» Direction 1: Copy out every line of the collection entries word for word, leaving out the pictures.

» Given passage:
-=-=-=-=-

Upon the hearing of the motion to open said default, the court made and entered the following order: “The court having examined the files and proceedings thereupon, and the affidavit of Leopold McKean Kirk, offered in support of said application, *162and the plaintiff on said hearing having objected to the consideration of that part of the affidavit of Leopold McKean Kirk which related to statements made or transactions had by defendant with the said John Smith Kirk during his lifetime, and said objections being sustained, and the court refusing to consider the part of said affidavit so objected to, but being of the opinion that the defendant should be allowed to answer, because no notice was given to him of the application for the revival of said action, or the revival thereof by the substitution of the present plaintifff in the place of John Smith Kirk: Now, therefore, on motion of Bailey & Voorhees, attorneys for defendant, it is hereby ordered that said judgment be and the same hereby is opened, and the defendant is hereby permitted to serve and file his answer to the complaint herein, and that said action may proceed to trial and determination in all respects as though said default had not been entered.”
To the making of the foregoing order, so far as the same grants the defendant a new trial and allows him to answer 'herein, the plaintiff duly excepted, and the exception was allowed. From the order opening said default and allowing defendant to answer, plaintiff has appealed, assigning as error the making and entering of said order.
[1-3] The court having properly sustained the objection to and refused to consider that portion of the alleged settlement and dropping of said action by said John Smith Kirk, and the defendant not having appealed from said ruling of the court, left only the fact that respondent had no notice of the application to revive and continue the action as a ground for opening the default. We are of the opinion that this was no reason or ground whatever for the opening of the default judgment. If notice of the application to revive and continue the action in the name of plaintiff was necessary at all, it might have furnished a ground for vacating the order of revival and continuance, but respondent not having objected to the ruling of the court in granting the application to revive and continue, but, on the contrary, having acquiesced therein and accepted and treated such order as valid, it thereupon *163becomes immaterial whether respondent had any notice of such application or not. Hence there was no ground or reason whatever before the court upon which the default judgment in question was authorized to be opened.
[4, 5] Again, even if no objection had been made and sustained to any part of respondent’s affidavit, his proposed answer consists of a general denial only. A general denial would only raise an issue as to the truth of the allegations constituting plaintiff’s cause of action. Inferentially, at least, respondent, by his affidavit, admits plaintiff’s cause of action, but claims he made a settlement with his father; but what the facts and circumstances of the settlement really were he does not state. He makes no claim of payment, but says he made a settlement, whereby his father agreed to drop the action. We do not apprehend that the facts and circumstances of such an agreement or settlement could be given in evidence under a general denial.
The order opening said default judgment and permitting respondent, as defendant below, to answer to the merits of the action is reversed.

-=-=-=-=-

» Direction 2: According to the court opinion above, why was the lack of notice about the application to revive and continue the action not a valid ground for opening the default judgment?

[Collection entries]
-=-=-=-=-

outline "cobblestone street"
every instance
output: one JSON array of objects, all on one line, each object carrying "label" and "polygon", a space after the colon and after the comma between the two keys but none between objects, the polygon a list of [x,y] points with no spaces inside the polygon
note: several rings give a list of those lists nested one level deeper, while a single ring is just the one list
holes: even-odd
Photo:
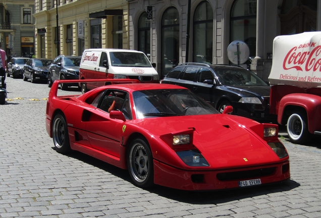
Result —
[{"label": "cobblestone street", "polygon": [[12,77],[6,82],[8,100],[0,105],[0,217],[321,217],[320,137],[295,145],[280,133],[291,174],[283,183],[217,192],[144,190],[131,183],[127,171],[79,152],[56,152],[45,126],[49,88]]}]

-=-=-=-=-

» Task output 1:
outline "cobblestone street"
every instance
output: one JSON array of objects, all on one line, each object carrying "label" and "polygon", a space after the colon and after the comma between the two keys but none between objects, the polygon a list of [x,y] points with no spaces inside the polygon
note: several rings give a list of those lists nested one level deeper, while a single ring is just the one list
holes: even-odd
Photo:
Result —
[{"label": "cobblestone street", "polygon": [[12,77],[6,82],[8,100],[0,105],[0,217],[321,217],[320,137],[295,145],[280,133],[291,174],[283,183],[217,192],[144,190],[131,183],[127,171],[79,152],[56,152],[45,126],[49,88]]}]

» Task output 2: The respondent never objected to the court's order granting the revival and continuance. Instead, he went along with it and accepted and treated it as valid. That made it immaterial whether he had any notice of the application.